### What you will do
Set out every line of the items below as a numbered list, skipping blank lines and leaving the pictures out.

### Task inputs
___

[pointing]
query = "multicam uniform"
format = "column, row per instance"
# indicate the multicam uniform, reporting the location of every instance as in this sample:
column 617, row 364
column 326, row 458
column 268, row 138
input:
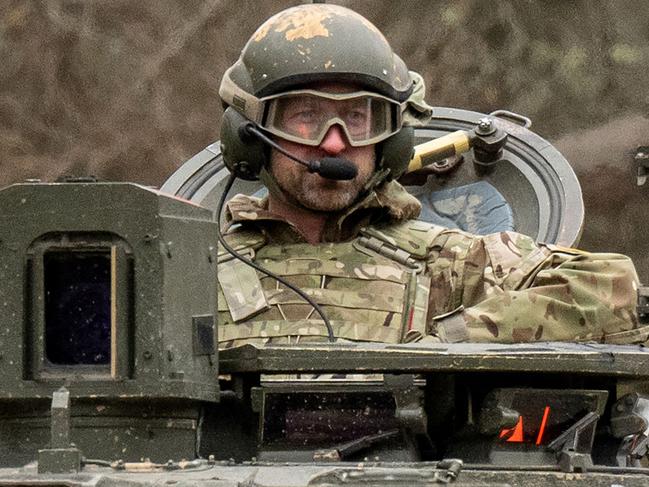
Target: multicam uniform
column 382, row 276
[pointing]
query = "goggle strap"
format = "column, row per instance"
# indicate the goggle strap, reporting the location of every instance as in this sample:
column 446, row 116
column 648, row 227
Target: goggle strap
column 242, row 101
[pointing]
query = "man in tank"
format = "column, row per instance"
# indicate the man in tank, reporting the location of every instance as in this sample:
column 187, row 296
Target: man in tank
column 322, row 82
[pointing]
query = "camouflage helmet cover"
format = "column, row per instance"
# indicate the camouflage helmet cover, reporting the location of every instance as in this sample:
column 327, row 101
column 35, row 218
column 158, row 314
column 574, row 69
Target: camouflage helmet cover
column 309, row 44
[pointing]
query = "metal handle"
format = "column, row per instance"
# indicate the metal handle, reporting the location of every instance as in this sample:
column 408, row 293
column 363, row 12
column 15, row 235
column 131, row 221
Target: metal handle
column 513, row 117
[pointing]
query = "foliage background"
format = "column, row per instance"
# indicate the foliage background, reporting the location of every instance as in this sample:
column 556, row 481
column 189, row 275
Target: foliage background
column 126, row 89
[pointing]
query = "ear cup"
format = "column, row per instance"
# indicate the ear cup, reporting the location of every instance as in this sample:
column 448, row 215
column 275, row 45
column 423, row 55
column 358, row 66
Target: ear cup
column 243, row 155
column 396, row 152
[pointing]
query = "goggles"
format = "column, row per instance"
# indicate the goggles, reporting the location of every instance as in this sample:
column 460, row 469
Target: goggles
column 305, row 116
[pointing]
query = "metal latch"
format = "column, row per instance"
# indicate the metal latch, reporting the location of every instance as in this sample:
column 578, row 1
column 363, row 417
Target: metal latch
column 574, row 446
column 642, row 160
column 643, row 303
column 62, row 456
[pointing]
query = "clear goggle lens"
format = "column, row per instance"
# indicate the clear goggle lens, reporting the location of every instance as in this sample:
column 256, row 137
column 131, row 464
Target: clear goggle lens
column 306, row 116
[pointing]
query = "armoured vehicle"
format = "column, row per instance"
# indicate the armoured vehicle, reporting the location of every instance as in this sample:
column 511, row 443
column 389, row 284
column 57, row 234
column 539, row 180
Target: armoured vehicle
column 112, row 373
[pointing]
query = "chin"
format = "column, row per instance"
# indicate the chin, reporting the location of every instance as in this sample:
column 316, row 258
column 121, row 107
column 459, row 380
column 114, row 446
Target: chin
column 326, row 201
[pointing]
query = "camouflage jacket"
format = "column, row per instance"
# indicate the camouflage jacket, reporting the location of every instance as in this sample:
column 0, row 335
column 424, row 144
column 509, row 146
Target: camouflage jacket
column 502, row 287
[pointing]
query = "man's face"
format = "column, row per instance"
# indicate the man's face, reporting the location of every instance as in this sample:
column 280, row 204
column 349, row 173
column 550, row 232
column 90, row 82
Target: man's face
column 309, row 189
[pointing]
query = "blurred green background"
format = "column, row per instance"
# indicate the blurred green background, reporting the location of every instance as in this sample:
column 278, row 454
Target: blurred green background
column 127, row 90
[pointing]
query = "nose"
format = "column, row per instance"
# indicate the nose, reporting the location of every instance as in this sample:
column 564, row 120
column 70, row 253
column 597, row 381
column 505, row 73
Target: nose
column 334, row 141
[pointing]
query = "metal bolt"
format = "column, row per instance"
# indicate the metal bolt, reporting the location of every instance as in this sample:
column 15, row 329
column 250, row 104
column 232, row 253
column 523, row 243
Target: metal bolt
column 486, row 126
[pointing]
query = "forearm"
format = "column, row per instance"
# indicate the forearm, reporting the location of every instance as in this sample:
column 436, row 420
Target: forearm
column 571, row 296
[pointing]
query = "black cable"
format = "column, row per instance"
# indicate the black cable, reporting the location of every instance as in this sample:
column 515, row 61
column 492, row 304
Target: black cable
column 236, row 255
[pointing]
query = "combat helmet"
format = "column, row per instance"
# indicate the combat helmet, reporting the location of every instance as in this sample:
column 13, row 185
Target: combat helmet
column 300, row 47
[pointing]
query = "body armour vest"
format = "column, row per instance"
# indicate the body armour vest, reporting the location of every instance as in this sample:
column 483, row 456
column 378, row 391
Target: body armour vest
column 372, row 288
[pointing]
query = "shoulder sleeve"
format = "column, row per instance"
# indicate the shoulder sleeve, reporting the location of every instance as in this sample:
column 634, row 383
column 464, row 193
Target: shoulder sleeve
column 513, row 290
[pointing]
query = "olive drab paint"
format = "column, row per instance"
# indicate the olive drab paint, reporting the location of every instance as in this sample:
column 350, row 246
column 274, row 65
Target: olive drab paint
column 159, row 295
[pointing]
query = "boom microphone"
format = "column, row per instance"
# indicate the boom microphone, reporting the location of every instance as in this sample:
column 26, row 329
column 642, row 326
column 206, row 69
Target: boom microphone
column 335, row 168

___

### Task answer
1. [pointing]
2. query = "multicam uniform"
3. format = "column, row per instance"
4. # indicate the multicam uniform, reporting the location of every instance as in this sample:
5. column 617, row 364
6. column 326, row 458
7. column 268, row 138
8. input:
9. Target: multicam uniform
10. column 382, row 276
11. [pointing]
12. query = "goggle strap"
13. format = "column, row per instance"
14. # indicate the goggle strap, reporting the location of every instance as in this sample:
15. column 446, row 116
16. column 648, row 227
17. Target: goggle strap
18. column 242, row 101
19. [pointing]
20. query = "man in tank"
21. format = "column, row per instance"
22. # indicate the man in tank, reporting the location of every instance as in this sample:
23. column 187, row 296
24. Target: man in tank
25. column 322, row 82
26. [pointing]
27. query = "camouflage helmet cover"
28. format = "column, row per instance"
29. # indicate the camouflage helmet cover, reporting the location of every instance as in this sample:
30. column 327, row 101
31. column 35, row 218
32. column 158, row 314
33. column 574, row 69
34. Target: camouflage helmet cover
35. column 309, row 44
36. [pointing]
37. query = "metal handle"
38. format = "column, row per instance"
39. # indicate the metal handle, reporting the location of every instance as in this sample:
40. column 408, row 293
41. column 363, row 12
42. column 15, row 235
43. column 131, row 221
44. Target: metal handle
45. column 513, row 117
46. [pointing]
47. query = "foliage background"
48. format = "column, row per instance"
49. # indicate the foliage background, reporting the location of every instance as in this sample:
50. column 556, row 481
51. column 189, row 275
52. Target: foliage background
53. column 126, row 89
54. [pointing]
55. query = "ear cup"
56. format = "column, row per instance"
57. # indicate the ear cup, reporting the location of every instance as in this sample:
58. column 448, row 215
59. column 275, row 45
60. column 423, row 55
61. column 358, row 66
62. Target: ear cup
63. column 243, row 155
64. column 396, row 152
65. [pointing]
66. query = "goggles"
67. format = "column, row per instance"
68. # indicate the goggles, reporting the location of every instance as in this sample:
69. column 460, row 469
70. Target: goggles
71. column 305, row 116
72. [pointing]
73. query = "metal latch"
74. format = "column, row per instance"
75. # indicate the metal latch, reporting the location of every instance as in this sample:
76. column 578, row 1
77. column 363, row 417
78. Target: metal latch
79. column 574, row 446
80. column 642, row 160
81. column 643, row 303
82. column 62, row 456
83. [pointing]
84. query = "clear goggle lens"
85. format = "column, row per instance"
86. # indicate the clear goggle lens, reporting the location of every instance as in this sample:
87. column 256, row 137
88. column 131, row 464
89. Target: clear goggle lens
90. column 306, row 116
91. [pointing]
92. query = "armoured vehicle"
93. format = "column, row per instance"
94. # indicate the armoured vehicle, reporting the location of every instance as in this sample:
95. column 511, row 443
96. column 389, row 284
97. column 57, row 234
98. column 539, row 180
99. Target: armoured vehicle
100. column 112, row 373
101. [pointing]
102. query = "chin"
103. format = "column, row per instance"
104. # indicate the chin, reporting the location of every instance as in this sample:
105. column 316, row 258
106. column 121, row 107
107. column 459, row 380
108. column 114, row 446
109. Target: chin
110. column 326, row 201
111. [pointing]
112. query = "camouflage jacket"
113. format = "column, row per instance"
114. # indicate the camouflage jacket, reporting the location of every instance as in this sample:
115. column 0, row 335
116. column 424, row 144
117. column 509, row 146
118. Target: camouflage jacket
119. column 502, row 287
120. [pointing]
121. query = "man's face"
122. format = "column, row per instance"
123. # indicate the man's face, reporting the location of every instance as in this sample:
124. column 280, row 204
125. column 349, row 173
126. column 550, row 232
127. column 90, row 82
128. Target: man's face
129. column 309, row 189
130. [pointing]
131. query = "blurred green background"
132. format = "column, row per instance"
133. # indicate the blurred green background, reporting the location of every instance as in this sample:
134. column 278, row 454
135. Target: blurred green background
136. column 127, row 90
137. [pointing]
138. query = "nose"
139. format = "column, row per instance"
140. # indicate the nose, reporting the location of every instance as in this sample:
141. column 564, row 120
142. column 70, row 253
143. column 597, row 381
144. column 505, row 73
145. Target: nose
146. column 334, row 141
147. [pointing]
148. query = "metal bolt"
149. format = "column, row per instance"
150. # indicate the metal bolt, reporting the location of every instance as in this sample:
151. column 15, row 329
152. column 250, row 104
153. column 232, row 253
154. column 523, row 243
155. Target: metal bolt
156. column 486, row 126
157. [pointing]
158. query = "forearm"
159. format = "column, row per instance"
160. # indicate the forearm, reporting the location of every instance as in this sample:
161. column 436, row 420
162. Target: forearm
163. column 571, row 296
164. [pointing]
165. query = "black cable"
166. format = "column, row per instance"
167. # indicate the black cable, reporting the location of every instance as in this sample:
168. column 515, row 61
169. column 492, row 304
170. Target: black cable
171. column 236, row 255
172. [pointing]
173. query = "combat helmet"
174. format = "column, row per instance"
175. # indicate the combat helmet, reporting the location of every instance as in this sample:
176. column 13, row 185
177. Target: combat helmet
178. column 300, row 47
179. [pointing]
180. query = "body armour vest"
181. format = "column, row per instance"
182. # indicate the body armour vest, reporting the location of every instance as in this sample:
183. column 483, row 456
184. column 378, row 391
185. Target: body armour vest
186. column 372, row 288
187. [pointing]
188. query = "shoulder sleeve"
189. format = "column, row per instance"
190. # indicate the shoulder sleeve, reporting the location of every instance as in this sample:
191. column 634, row 383
192. column 464, row 193
193. Target: shoulder sleeve
194. column 513, row 290
195. [pointing]
196. query = "olive drab paint"
197. format = "column, row per instance"
198. # indicate the olive drab paint, reporting the location of every instance as in this sample:
199. column 350, row 246
200. column 274, row 65
201. Target: olive drab paint
202. column 159, row 295
203. [pointing]
204. query = "boom microphone"
205. format = "column, row per instance"
206. # indicate the boom microphone, reporting the location of every instance as in this sample:
207. column 26, row 329
208. column 642, row 326
209. column 206, row 69
210. Target: boom microphone
211. column 335, row 168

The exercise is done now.